## Work to be completed
Starting with the first line of the entries and going on through the line with "[[294, 77], [283, 65]]", write out every line again, requests included, shifting each coordinate in the answers by adding -145 to it.

## Supplied records
^^^^^^^^

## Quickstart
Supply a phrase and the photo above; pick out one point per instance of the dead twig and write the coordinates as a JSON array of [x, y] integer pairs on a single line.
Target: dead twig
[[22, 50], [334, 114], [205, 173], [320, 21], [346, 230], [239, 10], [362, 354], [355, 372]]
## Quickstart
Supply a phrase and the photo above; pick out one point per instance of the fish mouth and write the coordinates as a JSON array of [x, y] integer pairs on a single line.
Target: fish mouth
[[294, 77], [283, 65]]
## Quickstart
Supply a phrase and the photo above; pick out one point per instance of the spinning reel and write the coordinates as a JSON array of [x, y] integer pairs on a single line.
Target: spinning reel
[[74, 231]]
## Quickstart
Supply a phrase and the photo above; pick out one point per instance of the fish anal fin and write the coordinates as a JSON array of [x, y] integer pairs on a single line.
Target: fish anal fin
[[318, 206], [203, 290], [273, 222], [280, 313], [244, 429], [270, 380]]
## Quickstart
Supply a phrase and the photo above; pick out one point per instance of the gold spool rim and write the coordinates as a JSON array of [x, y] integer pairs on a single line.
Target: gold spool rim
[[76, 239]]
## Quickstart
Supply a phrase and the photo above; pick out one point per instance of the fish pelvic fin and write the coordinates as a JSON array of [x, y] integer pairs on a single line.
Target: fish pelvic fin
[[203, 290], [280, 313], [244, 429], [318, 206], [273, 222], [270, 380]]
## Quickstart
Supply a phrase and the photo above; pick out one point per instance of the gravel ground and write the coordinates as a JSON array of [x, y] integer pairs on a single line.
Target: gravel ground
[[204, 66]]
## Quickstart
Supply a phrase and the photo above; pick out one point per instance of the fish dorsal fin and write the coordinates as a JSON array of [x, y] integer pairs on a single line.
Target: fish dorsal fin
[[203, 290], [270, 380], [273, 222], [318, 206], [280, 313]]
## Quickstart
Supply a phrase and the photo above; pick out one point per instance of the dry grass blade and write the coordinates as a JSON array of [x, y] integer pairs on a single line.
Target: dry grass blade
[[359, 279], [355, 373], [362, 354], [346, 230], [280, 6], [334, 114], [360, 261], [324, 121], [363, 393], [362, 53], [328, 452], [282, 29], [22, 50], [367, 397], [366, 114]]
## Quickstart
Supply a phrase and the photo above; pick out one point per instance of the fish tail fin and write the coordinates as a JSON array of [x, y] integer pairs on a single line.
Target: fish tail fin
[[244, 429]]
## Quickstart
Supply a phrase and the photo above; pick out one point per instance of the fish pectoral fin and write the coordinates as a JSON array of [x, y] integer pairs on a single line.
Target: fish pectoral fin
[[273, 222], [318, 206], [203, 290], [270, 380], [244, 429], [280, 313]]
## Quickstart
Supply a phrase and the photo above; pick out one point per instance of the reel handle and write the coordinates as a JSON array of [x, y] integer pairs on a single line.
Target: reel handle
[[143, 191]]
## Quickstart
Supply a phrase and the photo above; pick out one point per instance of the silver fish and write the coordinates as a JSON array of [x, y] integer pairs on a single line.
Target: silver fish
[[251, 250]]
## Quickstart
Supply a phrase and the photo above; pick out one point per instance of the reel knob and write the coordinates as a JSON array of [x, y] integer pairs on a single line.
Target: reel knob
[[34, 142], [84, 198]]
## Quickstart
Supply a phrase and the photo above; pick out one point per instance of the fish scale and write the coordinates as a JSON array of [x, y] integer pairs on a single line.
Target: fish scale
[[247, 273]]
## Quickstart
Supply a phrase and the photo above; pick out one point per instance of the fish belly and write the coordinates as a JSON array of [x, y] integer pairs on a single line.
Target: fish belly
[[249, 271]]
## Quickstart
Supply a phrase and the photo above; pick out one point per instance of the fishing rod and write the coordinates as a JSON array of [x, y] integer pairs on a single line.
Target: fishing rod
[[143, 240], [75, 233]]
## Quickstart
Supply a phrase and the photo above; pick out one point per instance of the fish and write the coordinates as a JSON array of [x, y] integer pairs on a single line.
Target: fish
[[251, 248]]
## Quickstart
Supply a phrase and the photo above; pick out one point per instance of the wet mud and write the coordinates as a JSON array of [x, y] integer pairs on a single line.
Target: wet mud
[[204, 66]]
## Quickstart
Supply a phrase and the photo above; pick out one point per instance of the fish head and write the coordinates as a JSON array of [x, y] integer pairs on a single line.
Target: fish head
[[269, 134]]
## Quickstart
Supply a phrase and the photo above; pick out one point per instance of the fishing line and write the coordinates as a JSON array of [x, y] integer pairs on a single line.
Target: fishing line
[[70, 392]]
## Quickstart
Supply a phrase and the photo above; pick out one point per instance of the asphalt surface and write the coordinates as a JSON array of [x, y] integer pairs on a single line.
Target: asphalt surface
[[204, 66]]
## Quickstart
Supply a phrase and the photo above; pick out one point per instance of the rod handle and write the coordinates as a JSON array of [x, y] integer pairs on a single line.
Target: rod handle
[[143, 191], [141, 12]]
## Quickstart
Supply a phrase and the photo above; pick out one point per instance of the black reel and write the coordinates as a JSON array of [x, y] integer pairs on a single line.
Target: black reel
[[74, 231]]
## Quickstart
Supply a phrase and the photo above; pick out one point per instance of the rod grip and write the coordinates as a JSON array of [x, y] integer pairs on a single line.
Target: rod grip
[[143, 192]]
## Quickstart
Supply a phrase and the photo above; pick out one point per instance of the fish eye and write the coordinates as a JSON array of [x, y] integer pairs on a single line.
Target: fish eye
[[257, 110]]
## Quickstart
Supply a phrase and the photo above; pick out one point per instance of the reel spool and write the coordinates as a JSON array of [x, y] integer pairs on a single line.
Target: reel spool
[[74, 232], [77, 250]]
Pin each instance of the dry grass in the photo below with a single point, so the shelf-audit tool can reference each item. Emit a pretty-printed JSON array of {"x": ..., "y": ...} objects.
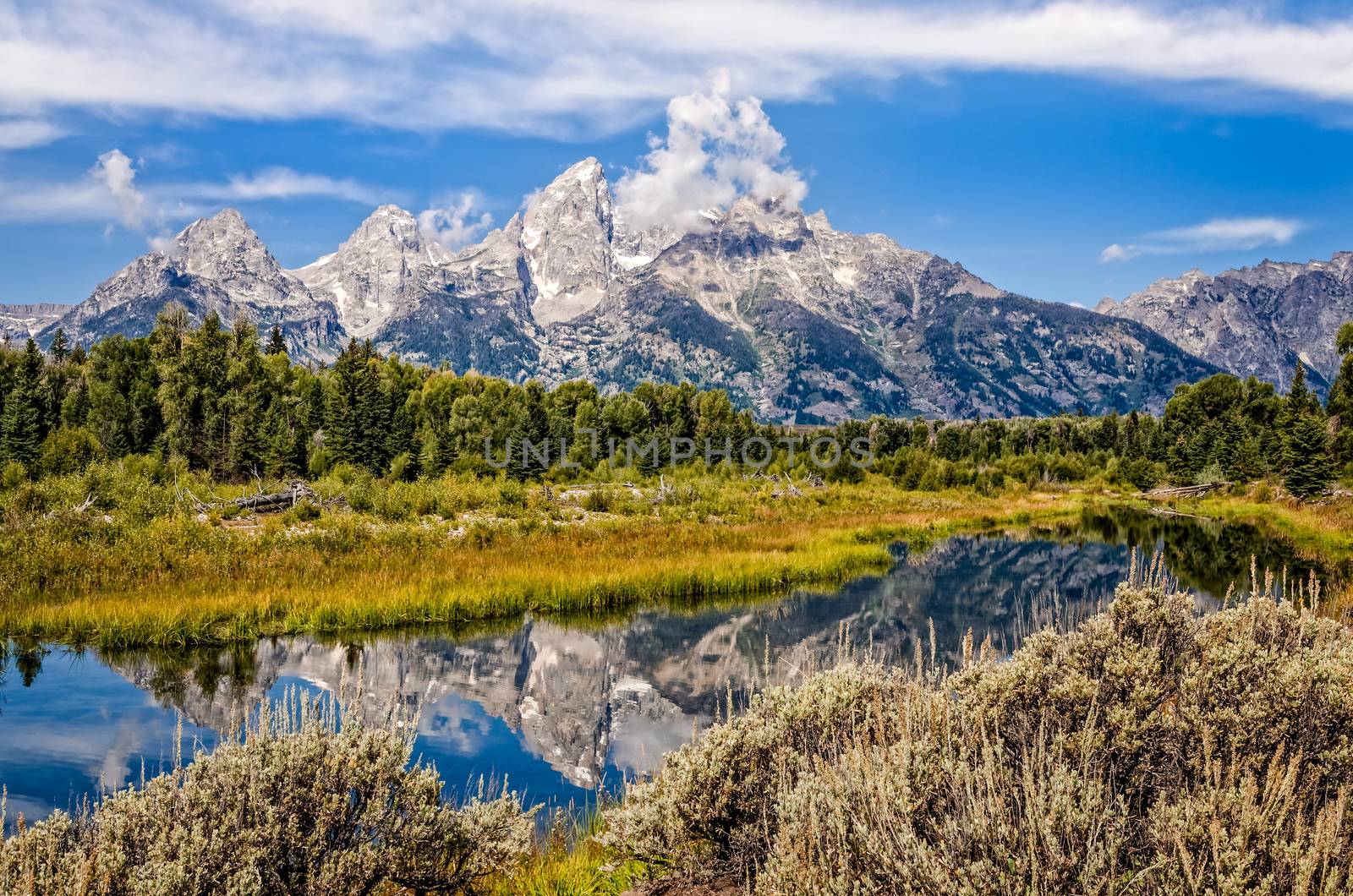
[
  {"x": 175, "y": 581},
  {"x": 1149, "y": 751}
]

^^^^^^^^

## Reply to the task
## Quickstart
Supply a phrase and the photo above; pick out one point per instance of the dead twig and write the coordinates as a JSON array of [x, y] integer pairs on a single line.
Target: dead twig
[[-123, -95], [189, -31], [60, 28], [175, -124], [201, 85], [94, -135], [217, 209], [210, 227]]
## Quickstart
Supply a phrase and the photo above; pick out one point per instance of the fish mouth and write the coordinates as a JSON array of [x, y] integer pairs on a single line.
Target: fish mouth
[[149, -68], [138, -80]]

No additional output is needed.